**Ausgewählter Text**:
··········
Best Practice als Download
Die erste "virtuelle Appliance" hat VMware mit Erscheinen der Software VMware Player in Form einer Browser-Appliance veröffentlicht. Sie sollte sicheres Surfen im Internet ermöglichen, da sie HTTP-Verbindungen nach außen nur via NAT (Network Address Translation) aufbauen konnte. Seitdem hat sich die Welt der Virtual Appliances enorm weiterentwickelt, der Durchbruch steht allerdings noch aus.
Betrachten wir zunächst den Anfang der virtuellen Appliance und den Hintergrund ihres Konzepts.
Laut Wikipedia wird eine Appliance wie folgt definiert: "Computer-Appliances sind
Softwareanwendungen, die nur eine eng begrenzte Funktionalität aufweisen. Sie laufen auf einer
dedizierten Hardwareplattform, auf der keine weiteren Anwendungen gestartet werden können." Das
Wort "virtuell" definiert die Appliance dabei als nicht an eine spezielle Hardware gebunden: Die
Virtual Appliance (VA) läuft in einer virtuellen "Hülle", die von der Virtualisierungsplattform
bereitgestellt wird.
Solche Lösungen gibt es mittlerweile in einer großen Vielfalt, von VMware und Microsoft über
Citrix und Sun bis hin zu Parallels und Virtual Iron, um die wahrscheinlich verbreitesten Lösungen
zu nennen. Zwar nutzen viele der Virtualisierungsprodukte eigene virtuelle Hardwarekomponenten,
jedoch gibt es genügend Migrations-Tools und Methoden, um von einem Produkt auf das andere zu
wechseln.
Das Konzept bleibt allerdings stets gleich: Das System ist vorinstalliert, gegebenenfalls auch
vorkonfiguriert und für eine spezielle Anwendung gedacht. Allerdings existieren verschiedene Formen
von virtuellen Appliances, sodass eine Beschränkung auf spezielle Anwendungen nur bei bestimmten
Appliances existiert.
Grob unterteilen lassen sich die Virtual Appliances in betriebssystembezogene VAs, die als Basis
für weitere Anwendungen dienen, und anwendungsbezogene VAs, die komplett vorinstallierte und direkt
lauffähige Lösungen darstellen. Neben dem technischen Aspekt existieren auch kaufmännische
Unterscheidungskriterien, da kostenfreie und kommerzielle Appliances existieren.
··········
**Angezeigte Daten**:
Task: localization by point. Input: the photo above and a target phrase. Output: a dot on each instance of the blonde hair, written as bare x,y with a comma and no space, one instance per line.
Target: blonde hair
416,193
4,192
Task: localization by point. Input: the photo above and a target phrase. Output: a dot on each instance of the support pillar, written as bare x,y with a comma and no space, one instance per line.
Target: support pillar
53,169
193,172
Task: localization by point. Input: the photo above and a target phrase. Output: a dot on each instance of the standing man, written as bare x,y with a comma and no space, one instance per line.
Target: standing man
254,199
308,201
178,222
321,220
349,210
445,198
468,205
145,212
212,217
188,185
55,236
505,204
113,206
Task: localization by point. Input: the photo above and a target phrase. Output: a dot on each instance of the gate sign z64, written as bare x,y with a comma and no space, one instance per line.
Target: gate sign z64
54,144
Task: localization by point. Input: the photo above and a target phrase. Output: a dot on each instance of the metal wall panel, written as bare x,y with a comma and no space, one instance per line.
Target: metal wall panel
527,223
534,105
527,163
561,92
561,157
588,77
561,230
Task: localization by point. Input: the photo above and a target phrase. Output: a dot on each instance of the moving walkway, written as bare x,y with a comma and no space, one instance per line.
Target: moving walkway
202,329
··········
**Aufgabe A**:
Schreiben Sie aus dem Text über virtuelle Appliances den Abschnitt zwischen „Best Practice als“ und „allerdings noch aus.“ ab, beide Stellen eingeschlossen.
**Aufgabe B**:
Wiederholen Sie sämtliche Einträge unter „Angezeigte Daten“ wortgetreu.

**Lösung A**:
Best Practice als Download
Die erste "virtuelle Appliance" hat VMware mit Erscheinen der Software VMware Player in Form einer Browser-Appliance veröffentlicht. Sie sollte sicheres Surfen im Internet ermöglichen, da sie HTTP-Verbindungen nach außen nur via NAT (Network Address Translation) aufbauen konnte. Seitdem hat sich die Welt der Virtual Appliances enorm weiterentwickelt, der Durchbruch steht allerdings noch aus.

**Lösung B**:
Task: localization by point. Input: the photo above and a target phrase. Output: a dot on each instance of the blonde hair, written as bare x,y with a comma and no space, one instance per line.
Target: blonde hair
416,193
4,192
Task: localization by point. Input: the photo above and a target phrase. Output: a dot on each instance of the support pillar, written as bare x,y with a comma and no space, one instance per line.
Target: support pillar
53,169
193,172
Task: localization by point. Input: the photo above and a target phrase. Output: a dot on each instance of the standing man, written as bare x,y with a comma and no space, one instance per line.
Target: standing man
254,199
308,201
178,222
321,220
349,210
445,198
468,205
145,212
212,217
188,185
55,236
505,204
113,206
Task: localization by point. Input: the photo above and a target phrase. Output: a dot on each instance of the gate sign z64, written as bare x,y with a comma and no space, one instance per line.
Target: gate sign z64
54,144
Task: localization by point. Input: the photo above and a target phrase. Output: a dot on each instance of the metal wall panel, written as bare x,y with a comma and no space, one instance per line.
Target: metal wall panel
527,223
534,105
527,163
561,92
561,157
588,77
561,230
Task: localization by point. Input: the photo above and a target phrase. Output: a dot on each instance of the moving walkway, written as bare x,y with a comma and no space, one instance per line.
Target: moving walkway
202,329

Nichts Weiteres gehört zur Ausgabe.